_Written exercise_:
Word for word, quote all of the material, omitting the pictures.

--- BEGIN ---

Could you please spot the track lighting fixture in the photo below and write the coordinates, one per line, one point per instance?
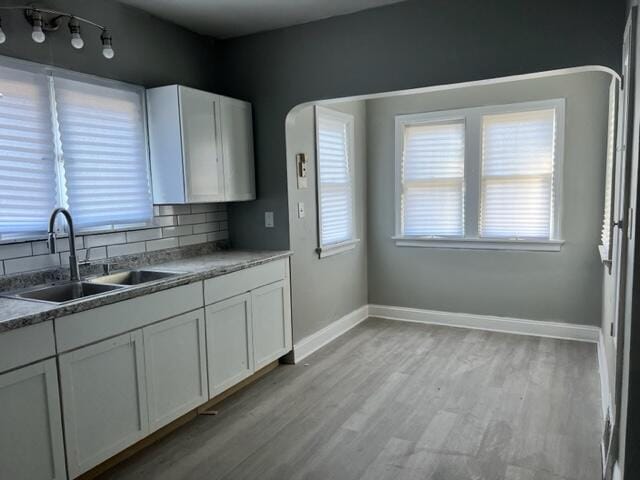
(74, 29)
(37, 34)
(45, 20)
(107, 48)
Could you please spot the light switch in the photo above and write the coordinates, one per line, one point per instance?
(301, 170)
(268, 219)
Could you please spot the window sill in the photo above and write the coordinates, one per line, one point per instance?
(80, 233)
(480, 244)
(336, 249)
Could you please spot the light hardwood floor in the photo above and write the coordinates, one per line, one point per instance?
(392, 400)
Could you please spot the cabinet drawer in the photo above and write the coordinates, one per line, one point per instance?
(103, 322)
(26, 345)
(232, 284)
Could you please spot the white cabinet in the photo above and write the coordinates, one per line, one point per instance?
(31, 444)
(104, 400)
(237, 149)
(229, 343)
(271, 323)
(201, 146)
(175, 364)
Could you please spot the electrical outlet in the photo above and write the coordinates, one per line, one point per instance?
(268, 219)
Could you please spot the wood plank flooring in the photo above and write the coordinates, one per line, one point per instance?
(393, 400)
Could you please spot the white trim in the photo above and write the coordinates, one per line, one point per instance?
(617, 474)
(538, 328)
(480, 243)
(603, 368)
(468, 84)
(308, 345)
(337, 248)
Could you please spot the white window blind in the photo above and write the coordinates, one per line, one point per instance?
(334, 133)
(104, 152)
(432, 179)
(606, 235)
(518, 151)
(27, 160)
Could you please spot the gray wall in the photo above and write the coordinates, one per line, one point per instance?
(149, 51)
(561, 286)
(411, 44)
(324, 290)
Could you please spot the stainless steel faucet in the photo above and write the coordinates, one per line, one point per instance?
(73, 260)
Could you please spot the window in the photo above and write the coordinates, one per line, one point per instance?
(433, 179)
(485, 177)
(72, 141)
(335, 183)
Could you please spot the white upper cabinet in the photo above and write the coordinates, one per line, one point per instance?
(201, 146)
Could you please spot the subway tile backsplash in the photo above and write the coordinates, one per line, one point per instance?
(173, 226)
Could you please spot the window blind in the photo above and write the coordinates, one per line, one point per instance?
(335, 186)
(518, 152)
(607, 230)
(432, 173)
(27, 160)
(103, 146)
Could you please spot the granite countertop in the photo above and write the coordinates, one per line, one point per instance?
(16, 313)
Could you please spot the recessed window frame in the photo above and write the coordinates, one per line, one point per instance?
(326, 250)
(473, 177)
(50, 72)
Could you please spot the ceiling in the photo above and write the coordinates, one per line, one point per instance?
(233, 18)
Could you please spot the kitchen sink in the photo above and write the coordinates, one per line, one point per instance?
(132, 277)
(65, 292)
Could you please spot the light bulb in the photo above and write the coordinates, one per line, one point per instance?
(76, 39)
(107, 48)
(37, 34)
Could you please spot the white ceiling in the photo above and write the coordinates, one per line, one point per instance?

--- END ---

_Result below_:
Could you please spot the track lighting fixture in the photo below and write the coordinates, one per line, one point per instance?
(74, 29)
(37, 34)
(45, 20)
(107, 48)
Could you please spot the light switch in the photo above and write the coordinates, one per line, one point per instance?
(301, 170)
(268, 219)
Could you please spot the window sill in the photo above and write the coordinates, one per line, one point per instance?
(80, 233)
(480, 244)
(336, 249)
Could you please spot the light hardwood floor in the photo above and write the coordinates, one per line, one point per instance?
(392, 400)
Could you please spot the cabinet drawer in the photo above and write the coordinates, one per line, one point per instance?
(103, 322)
(26, 345)
(232, 284)
Could you please spot the white cabinet in the photo above and write the coordinates, one per line, one point per instance?
(31, 444)
(104, 400)
(237, 149)
(229, 343)
(271, 323)
(201, 146)
(175, 364)
Could you please spot the electrical outlet in the photo above and write the coordinates, one per line, one point per instance?
(268, 219)
Could you please spot the wood plank flooring in the photo above and write the coordinates, one per line, one point per instance?
(393, 400)
Could you please spot the white trim in the photo above and write the coordinates, one per line, one point per instance?
(617, 474)
(538, 328)
(480, 243)
(603, 368)
(468, 84)
(308, 345)
(337, 248)
Could you please spot the white window blind in the photo above and write the coordinates, one per line, one point per instance?
(334, 133)
(104, 152)
(432, 179)
(606, 235)
(518, 151)
(27, 160)
Could you please spot the gray wall in the photo above and write the coordinates, one per line, one point per instance?
(149, 51)
(561, 286)
(411, 44)
(324, 290)
Could you please spot the stainless steel faucet in the photo above and write the coordinates, one per line, one point per instance?
(73, 260)
Could you please spot the window in the photo above and write the coordinates, one per line, one point per instance?
(433, 179)
(485, 177)
(72, 141)
(335, 183)
Could you please spot the white upper cabinet in the photo above and write the coordinates, one per line, one point per instance?
(201, 146)
Could you please spot the subway tile backsplash in the photo above and write the coordinates, one per line, one point per instance?
(173, 226)
Could you please spot the window blind in the photo above and write the coordinates, one per line, one point per instance?
(335, 186)
(518, 152)
(607, 230)
(432, 173)
(27, 160)
(103, 146)
Could you please spot the granite countertop in the photo above and write the coordinates, one per line, one point per instance?
(16, 313)
Could you please spot the recessed window frame in the photo above and write the coordinates, one per line, one point per instance?
(326, 250)
(473, 177)
(50, 72)
Could you please spot the ceiling in the photo above and write the coordinates, one per line, one point per instance?
(233, 18)
Could you please spot the kitchen sink in the photo above and write the coordinates, one per line, one point per instance?
(132, 277)
(65, 292)
Could you please spot the light bulb in the photo above and write the coordinates, one per line, one point per instance?
(76, 39)
(107, 48)
(37, 34)
Could you please spot the white ceiling in the photo above and write the coordinates, one per line, one point per instance?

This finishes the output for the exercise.